He urged all the processors to pass on a better share of the market price to farmers if they wanted finishers to continue to supply cattle throughout the expensive feeding period.

Meanwhile, Bord Bia reported the beef trade remained steady last week with tight supplies in key export markets helping to maintain the trade.

Base quotes under the Quality Payment System were €4.00-4.05/kg for steers and €4.10-4.15/kg for heifers. The trade for cull cows was steady, with quotes for O grades at €3.25-3.40/kg.

For the year to date, cattle throughput is running more than 8pc higher than last year's levels, with steers and cows accounting for most of this increase.

In Britain, trade remained somewhat sluggish. Demand for steak cuts remains slower than usual as the mild weather continues to have some impact. Prices from the AHDB eased again this week, with the GB R4L steer at 397.9p/kg (equivalent to €5/kg including VAT) for the week ending November 9.


On the Continent, demand for forequarter cuts continued to strengthen. Best demand reported was for chucks and featherblades. There have been some reports that demand is starting to build for premium cuts such as fillets in the build up to Christmas trade across some key export markets.

Given task 1:
According to the beef trade report, what was the GB R4L steer price for the week ending November 9?
Given task 2:
List every price in the beef trade report that is stated in euros per kilogram, with the class of cattle each one applies to.
Given task 3:
Reproduce the beef trade report word for word from "For the year" to "ending November 9.".

Information supplied:
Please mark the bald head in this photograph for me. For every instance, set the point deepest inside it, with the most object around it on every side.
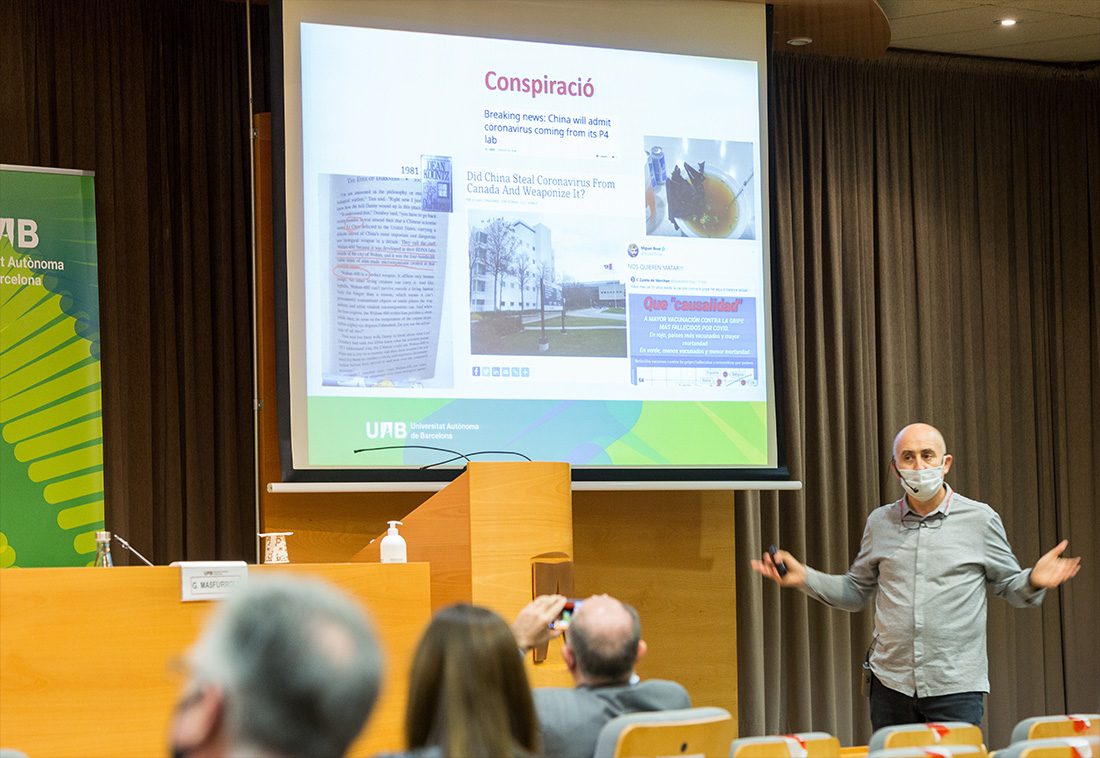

Result 1:
397.9p/kg, equivalent to €5/kg including VAT.

Result 2:
- €4.00-4.05/kg: steers (base quote under the Quality Payment System)
- €4.10-4.15/kg: heifers (base quote under the Quality Payment System)
- €3.25-3.40/kg: cull cows, O grades
- €5/kg including VAT: GB R4L steer (equivalent of 397.9p/kg)

Result 3:
For the year to date, cattle throughput is running more than 8pc higher than last year's levels, with steers and cows accounting for most of this increase.

In Britain, trade remained somewhat sluggish. Demand for steak cuts remains slower than usual as the mild weather continues to have some impact. Prices from the AHDB eased again this week, with the GB R4L steer at 397.9p/kg (equivalent to €5/kg including VAT) for the week ending November 9.